WORK TO DO —
A: List the usernames of everyone who posted in the forum thread about fishing east of Portofino.
B: In the forum thread about fishing east of Portofino, what did bullminnow say was getting tangled in the lines?
C: Pick up the forum thread about fishing east of Portofino after its last post and write what comes next.

Start of DOCUMENT EXCERPT

# east of portofino



## getbent (Oct 2, 2007)

went out with a buddy and nothing fished from 10 till 12ish sandfleas were their{lots of males caught but released} but no bites,, tried peeled shrimp too, water still to cold ...
not very good report but its a report


----------



## Sunshine17 (Dec 11, 2009)

R the males sopposed to not be used for bait if caught? May be a dumb question. Just wanna make sure. Were there any birds working?


----------



## tbstimber12 (Nov 28, 2008)

I did catch a tan/sunburn!


----------



## bullminnow (Mar 2, 2008)

I fished yesterday same area. Surf was up nice conditions but no fish. Lots of sargassum gettin tangled in the lines :furious:


----------



## Nat-Light (Oct 9, 2007)

Sunshine17 said:


> R the males sopposed to not be used for bait if caught? May be a dumb question. Just wanna make sure. Were there any birds working?


You can use them for bait. Many prefer to throw them back because the number of males is relatively low compared to the number of females. I suppose the reasoning is that by not taking the males the breeding population is more sustainable. I don't know whether or not it ultimately affects the flea population or not but I generally return them. I suppose the same line of reasoning could be used for the egg bearing females...I don't know many pompano fishermen that will return those, myself included, as the egg bearing females are one of the PRIMO baits IMO.

End of DOCUMENT EXCERPT
Start of DATA

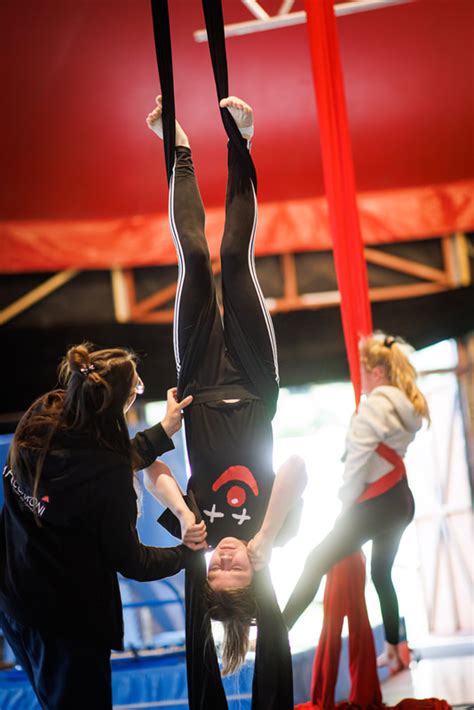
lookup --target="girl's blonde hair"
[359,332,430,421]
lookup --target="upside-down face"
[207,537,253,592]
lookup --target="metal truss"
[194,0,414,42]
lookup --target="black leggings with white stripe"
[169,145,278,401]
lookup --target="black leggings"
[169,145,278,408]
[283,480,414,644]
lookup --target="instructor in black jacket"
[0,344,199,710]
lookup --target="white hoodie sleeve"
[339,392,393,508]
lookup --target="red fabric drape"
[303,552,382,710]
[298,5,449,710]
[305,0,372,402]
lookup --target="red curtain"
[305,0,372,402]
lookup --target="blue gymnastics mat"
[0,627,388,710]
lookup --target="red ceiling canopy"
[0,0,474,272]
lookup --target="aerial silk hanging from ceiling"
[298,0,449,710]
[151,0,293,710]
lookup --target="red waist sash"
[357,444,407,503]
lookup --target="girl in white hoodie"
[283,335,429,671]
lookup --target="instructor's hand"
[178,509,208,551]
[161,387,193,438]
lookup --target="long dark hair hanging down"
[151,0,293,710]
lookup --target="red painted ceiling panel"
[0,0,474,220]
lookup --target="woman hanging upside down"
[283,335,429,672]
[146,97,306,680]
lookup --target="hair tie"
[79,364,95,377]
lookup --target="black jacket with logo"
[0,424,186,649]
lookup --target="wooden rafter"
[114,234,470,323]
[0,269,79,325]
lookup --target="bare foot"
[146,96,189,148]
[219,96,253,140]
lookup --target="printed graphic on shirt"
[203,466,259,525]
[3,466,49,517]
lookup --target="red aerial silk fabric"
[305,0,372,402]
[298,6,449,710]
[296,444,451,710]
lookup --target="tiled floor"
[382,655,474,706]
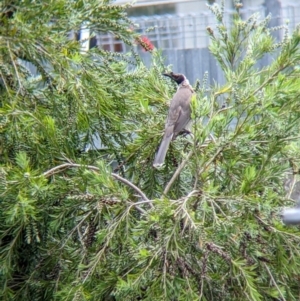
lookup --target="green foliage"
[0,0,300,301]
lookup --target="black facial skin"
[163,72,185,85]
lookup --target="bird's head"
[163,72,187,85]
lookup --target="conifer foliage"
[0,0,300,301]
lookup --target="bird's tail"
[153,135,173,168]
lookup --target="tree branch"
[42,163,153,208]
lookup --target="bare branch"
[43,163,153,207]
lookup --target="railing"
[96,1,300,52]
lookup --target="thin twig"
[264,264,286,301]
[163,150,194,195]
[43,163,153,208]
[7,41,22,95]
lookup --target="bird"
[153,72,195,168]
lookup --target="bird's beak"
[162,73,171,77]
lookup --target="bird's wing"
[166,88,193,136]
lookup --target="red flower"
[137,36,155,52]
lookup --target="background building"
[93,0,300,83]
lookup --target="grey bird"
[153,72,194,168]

End of DATA

WRITTEN RESPONSES —
A: getbent, Sunshine17, tbstimber12, bullminnow, Nat-Light

B: Lots of sargassum.

C:
----------



## navkingfisher (May 14, 2009)

Use them. They are not boy sandfleas, mole crabs (Emerita Talpoida). Boy sandfleas look just like girl sandfleas only smaller, about a third smaller. What you are most certainly thinking about is the spiny mole crab (Blepharipoda Occidentalis). Not too common because this is really not their main range of habitat. I had often wondered the same thing and have heard many times over my 40 years of pompano fishing them referred to as the male species. This finally caused me to do the research which led to this little tidbit of crab trivia. 
Now this beach renourishment is ruining my life! You have to get away from the shell debris in order to hunt sandfleas and fish.


----------



## gaffy (Sep 24, 2008)

*Mole Crabs*

Navkingfisher, Do the pompano hit the mole crabs? Thanks, Gaffy:notworthy:


----------



## navkingfisher (May 14, 2009)

slurp 'em up like candy.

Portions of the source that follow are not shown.